Dataset items
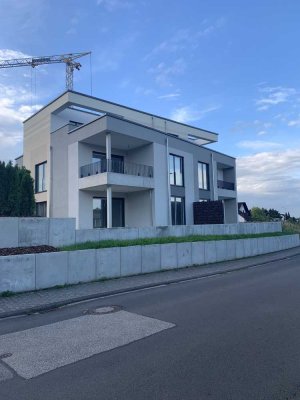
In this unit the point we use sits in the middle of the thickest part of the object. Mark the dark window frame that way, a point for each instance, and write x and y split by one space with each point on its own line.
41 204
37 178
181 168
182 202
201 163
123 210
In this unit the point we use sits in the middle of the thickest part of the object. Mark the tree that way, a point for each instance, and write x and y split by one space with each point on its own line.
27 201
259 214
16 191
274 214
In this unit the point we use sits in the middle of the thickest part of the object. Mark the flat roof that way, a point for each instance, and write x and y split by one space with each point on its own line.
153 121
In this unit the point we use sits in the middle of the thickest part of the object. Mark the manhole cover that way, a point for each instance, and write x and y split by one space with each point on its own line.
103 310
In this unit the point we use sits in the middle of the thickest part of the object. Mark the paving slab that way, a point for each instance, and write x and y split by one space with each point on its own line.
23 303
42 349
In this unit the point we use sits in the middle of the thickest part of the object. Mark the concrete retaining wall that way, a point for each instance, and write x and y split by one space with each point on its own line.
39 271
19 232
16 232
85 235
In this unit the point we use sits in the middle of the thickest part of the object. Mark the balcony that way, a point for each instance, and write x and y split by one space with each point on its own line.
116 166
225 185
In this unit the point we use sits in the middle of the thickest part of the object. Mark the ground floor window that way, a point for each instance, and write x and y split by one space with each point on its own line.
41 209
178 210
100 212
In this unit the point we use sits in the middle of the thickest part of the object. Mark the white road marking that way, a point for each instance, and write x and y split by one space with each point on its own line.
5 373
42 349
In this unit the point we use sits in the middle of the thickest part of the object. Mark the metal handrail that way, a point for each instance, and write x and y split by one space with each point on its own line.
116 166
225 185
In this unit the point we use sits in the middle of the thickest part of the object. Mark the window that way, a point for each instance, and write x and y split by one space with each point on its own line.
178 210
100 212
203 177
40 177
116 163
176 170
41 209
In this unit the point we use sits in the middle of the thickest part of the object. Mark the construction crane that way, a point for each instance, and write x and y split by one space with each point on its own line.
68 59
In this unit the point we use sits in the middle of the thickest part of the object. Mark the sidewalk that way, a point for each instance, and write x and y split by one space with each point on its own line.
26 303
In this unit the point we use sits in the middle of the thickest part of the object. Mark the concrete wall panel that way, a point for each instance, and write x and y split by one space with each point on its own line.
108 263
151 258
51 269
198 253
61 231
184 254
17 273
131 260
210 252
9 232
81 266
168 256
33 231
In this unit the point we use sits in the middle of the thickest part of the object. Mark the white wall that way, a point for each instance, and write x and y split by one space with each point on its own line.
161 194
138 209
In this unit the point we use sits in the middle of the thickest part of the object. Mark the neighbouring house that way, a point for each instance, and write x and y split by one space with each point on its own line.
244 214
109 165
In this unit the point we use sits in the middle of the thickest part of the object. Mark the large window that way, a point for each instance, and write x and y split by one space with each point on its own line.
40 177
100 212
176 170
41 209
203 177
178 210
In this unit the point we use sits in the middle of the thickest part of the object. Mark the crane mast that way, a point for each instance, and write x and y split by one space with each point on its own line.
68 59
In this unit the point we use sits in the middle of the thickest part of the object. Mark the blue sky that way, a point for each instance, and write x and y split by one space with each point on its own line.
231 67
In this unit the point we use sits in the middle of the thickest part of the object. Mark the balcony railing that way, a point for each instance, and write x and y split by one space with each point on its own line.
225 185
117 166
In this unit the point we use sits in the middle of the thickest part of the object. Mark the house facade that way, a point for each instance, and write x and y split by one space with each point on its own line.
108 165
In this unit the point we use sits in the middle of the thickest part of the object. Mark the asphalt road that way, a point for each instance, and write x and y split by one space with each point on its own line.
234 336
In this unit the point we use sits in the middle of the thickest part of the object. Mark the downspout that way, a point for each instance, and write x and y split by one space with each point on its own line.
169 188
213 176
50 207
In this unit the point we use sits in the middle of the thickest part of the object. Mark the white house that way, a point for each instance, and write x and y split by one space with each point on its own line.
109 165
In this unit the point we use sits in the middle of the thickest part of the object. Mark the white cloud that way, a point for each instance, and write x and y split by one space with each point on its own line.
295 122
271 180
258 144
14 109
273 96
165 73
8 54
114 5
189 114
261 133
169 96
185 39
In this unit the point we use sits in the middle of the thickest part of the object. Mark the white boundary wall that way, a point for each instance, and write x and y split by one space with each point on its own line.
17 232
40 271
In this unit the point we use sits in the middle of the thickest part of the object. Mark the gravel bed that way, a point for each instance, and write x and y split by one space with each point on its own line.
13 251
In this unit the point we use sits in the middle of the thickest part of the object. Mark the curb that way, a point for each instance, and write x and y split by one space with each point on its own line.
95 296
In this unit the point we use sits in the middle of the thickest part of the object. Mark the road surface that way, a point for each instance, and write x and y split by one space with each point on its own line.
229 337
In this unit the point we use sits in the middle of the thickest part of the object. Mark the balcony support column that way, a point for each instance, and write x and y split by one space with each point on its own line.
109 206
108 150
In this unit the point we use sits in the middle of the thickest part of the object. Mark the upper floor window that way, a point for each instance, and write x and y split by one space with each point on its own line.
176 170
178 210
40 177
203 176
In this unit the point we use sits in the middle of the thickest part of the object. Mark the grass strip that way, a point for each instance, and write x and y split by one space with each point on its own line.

▶ Task: Exactly as written, give every entry again, but not the pictures.

▶ Response to this task:
In this unit the point we use sits in the middle of the thickest part of the object. Mark the dark window frame that way, a point for each instance, and write x and y split by one space with each point on its own line.
41 204
37 178
181 168
182 202
201 163
123 210
In this unit the point we use sits in the middle of the thickest part of the object. Mark the tree that way, a point for each instance, and write x and y split by one space with each point on its own line.
27 201
259 214
16 191
274 214
In this unit the point we use sits in the middle of the thickest part of the object. Mark the flat roof that way, a point for each instance, and write x and y split by one space with each point on its own line.
153 121
In this unit the point we use sits in the middle of the thickest part of the object. Mark the manhole cover that way, a point for each instance, and write x and y split by one space with each point on its own line.
103 310
In this unit the point we use sits in the middle of the thickest part of the object. Mark the paving slab that way, a point for each instance, and write x and y split by one space with each point on its own line.
23 303
42 349
In this unit the point we use sits in the middle of the thickest part of the object. Mark the concrete retaining wall that way, a point for each instance, and write x and y split by one space with each point on its own line.
39 271
19 232
16 232
85 235
In this unit the point we use sits in the middle of the thickest part of the object. Mark the balcony that way, a point for each instance, and write x and y split by one space with each point on its own line.
116 166
225 185
In this unit the point we use sits in the middle of the thickest part of the object. Mark the ground floor window that way, a point for each instance, and write x and y split by one space with each point on its own line.
41 209
178 210
100 212
In this unit the point we use sits in the middle of the thickest part of the object. Mark the white road marking that way, a point for each instance, and write x and y split by one space with each point on its own line.
5 373
42 349
In this unit the point we use sits in the middle of the thickest part of the object. Mark the metal handrail that way, a point for each instance, and write x and y split by one space with each point on its own line.
116 166
225 185
In this unit the point we use sits in the middle of the thickest part of the object. Mark the window that way, a point for each instance, and write x and y split by one space with each point on its own line.
178 210
100 212
203 177
40 177
116 163
176 170
41 209
In this unit the point we use sits in the middle of the thickest part of the object. Mark the construction crane that way, a point for each instance, and write x and y split by one space with each point on its own line.
68 59
In this unit the point we use sits in the middle of the thickest part of the object. Mark the sidewalk that way, a point for each instance, and write x and y split by one space with each point on its own line.
26 303
In this unit the point we use sits in the middle of the thickest part of the object. Mark the concrete wall panel that way, a point for each instance, and write x and y split by one space with each point on its own line.
108 263
151 258
51 269
198 253
61 231
184 254
17 273
131 260
210 252
9 232
81 266
168 256
33 231
In this unit the point we use sits in the middle of the thickest part of the object. Mark the white wall that way, a point for each instance, and write x and y split by one space with each point on its own line.
161 194
138 209
In this unit the point we use sits in the middle of the thickest part of the object. Mark the neighbouring house that way, a point for each instance, and write x and y split by one space with each point on its own line.
244 214
109 165
In this unit the point we use sits in the middle of the thickest part of the object. Mark the large window that way, a point for each instance, and write x and y split by one space with each point on its own line.
40 177
100 212
176 170
41 209
203 177
178 210
In this unit the point we use sits in the middle of the thickest part of the object. Mark the crane mast that way, a point for each instance, and write x and y split by one space with each point on its own line.
68 59
In this unit the point we use sits in the middle of the thickest part of the object. Mark the blue sky that way, a point for each instance, and write x and y split by one space with each point on its own line.
231 67
In this unit the point we use sits in the middle of the thickest part of the object. Mark the balcony railing that way, a point for each instance, and write x and y split by one space with each point on its own line.
225 185
117 166
In this unit the point we use sits in the middle of the thickest part of the object. Mark the house facade that way, a point for each instance, and write x and y split by one space with each point on its own line.
108 165
In this unit the point we use sits in the middle of the thickest part of the object. Mark the asphalt road that way, a point for each instance, and write x and y split by one space with each point on its own line.
234 336
In this unit the point we use sits in the middle of the thickest part of the object. Mark the downspout that way, a point for each instance, and write x and y split by one space with each point on its own line.
169 188
213 176
50 207
In this unit the point we use sits in the middle of the thickest part of the object. Mark the white house that way, a point for each instance, and write x and y split by one space with each point on its own line.
109 165
In this unit the point we use sits in the middle of the thickest part of the object. Mark the white cloud that way, a point for each instance, and write x and y split by one space with each point on its own line.
295 122
271 180
258 144
14 109
273 96
165 73
8 54
114 5
189 114
261 133
169 96
185 39
In this unit the point we use sits in the middle of the thickest part of the object. Mark the white boundary wall that way, a point for each instance, and write x and y split by one space with each point on its own line.
17 232
40 271
In this unit the point we use sits in the middle of the thickest part of the object. Mark the gravel bed that way, a point for each instance, and write x and y split by one space with each point on its own line.
13 251
In this unit the point we use sits in the middle of the thickest part of the object. Mark the curb that way, a point for each instance, and write x and y split by one space with each point on its own line.
95 296
In this unit the point we use sits in the middle of the thickest part of the object. Mark the road surface that way, a point for each instance, and write x and y split by one space with each point on its own line.
229 337
In this unit the point we use sits in the middle of the thickest part of the object. Mark the balcony support column that way, a point for each instance, and write x and y split by one space with each point on its own line.
109 206
108 150
In this unit the point we use sits in the middle of the thickest part of the object. Mark the upper floor window that way, a point for each instance, and write x and y split by one space with each point on its own line.
176 170
178 210
40 177
203 176
In this unit the point we use sits in the middle of the thickest part of the object. Mark the grass strip that way, a point for each instance, and write x and y split by one space with each point on its own line.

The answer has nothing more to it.